DIRECTIVES:
**1)** Revise the article on Bordeaux rosé from "Serious rosé in" to "in rosé wine.", putting "wine bar" in place of "restaurant".
**2)** According to the article on Bordeaux rosé, who recreated the clairet style in 1950, and for whom?

───── PAGE

Having to assert that there is serious wine in Bordeaux is a strange way to start this post, but mixed feelings over pink Bordeaux was certainly evident when I was researching my book on rosé.
Serious rosé in Bordeaux is still a minority product which is showing considerable promise. Christer Byklum, the Norwegian Bordeaux specialist commented that in all of his visits to Bordeaux he is very rarely shown any rosé wine, ‘almost as if the producers themselves are a bit ashamed of them.’ He is more likely to taste Bordeaux rosé in a restaurant than in a cellar. He also pointed out that readers of his wine reviews are unlikely to be interested in rosé wine.
The emergence of lighter rosé
Traditionally, The red wines of Bordeaux were a light red to dark pink clairet. With the emergence of big, more structured red wines, these light clairet were often dismissed as being little more than a red wine by-product (even though that is not necessarily true). Rosé in Bordeaux was considered uneconomical, with red wine commanding higher prices and more successful sales. Clairet was made in weaker vintages, when juice might be bled off reds to make a ‘weak red’ or darker pink or from fruit from vines too young to make good reds. Clairet as good as disappeared until Professor Peynaud recreated the style for le Cave de Quinsac in 1950.
Rosés of the south west started to emerge as fresh, juicy, summer wines in the late 1980s. In the early 1990s, Château de Sours produced a fresh vibrant rosé which achieved near cult status. In the early 2000s, a surge in replanting vineyards boosted rosé production, but as the vines have aged, they have been increasingly used for reds.
Many of these ‘early’ rosés were slightly darker and fruitier than their contemporary Provencal rosés. In 2006, 2007 and 2008, Richard Bampfield MW hosted what turned out to be influential tastings of top Provence rosés and Bordeaux rosés to press and producers. In keeping with the fashionable trend over the past twenty years, the lighter, paler wines received great approbation, and a number of producers started to reconsider their rosé style. Around this time, an increasing number of Bordeaux producers moved towards paler, fresher rosé styles, making a more international style.
Lighter, simple, fresh and often fruity rosés, less reliant on the vagaries of vintage, are seen as way to sell wine from Bordeaux to a younger market. Promoting these more modern rosés was perceived as a means of attracting a new, younger audience to the wines of Bordeaux. In 2010 the Bordeaux Wine Board (CIVB) reviewed its marketing strategy and the role of Bordeaux in the international market and started to actively encourage Bordeaux rosé.

──────────
───── DATA EXCERPT

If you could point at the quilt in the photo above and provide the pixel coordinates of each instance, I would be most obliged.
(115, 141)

──────────

ANSWER LIST:
**1)**
Serious rosé in Bordeaux is still a minority product which is showing considerable promise. Christer Byklum, the Norwegian Bordeaux specialist commented that in all of his visits to Bordeaux he is very rarely shown any rosé wine, ‘almost as if the producers themselves are a bit ashamed of them.’ He is more likely to taste Bordeaux rosé in a wine bar than in a cellar. He also pointed out that readers of his wine reviews are unlikely to be interested in rosé wine.

**2)** Professor Peynaud recreated it for le Cave de Quinsac.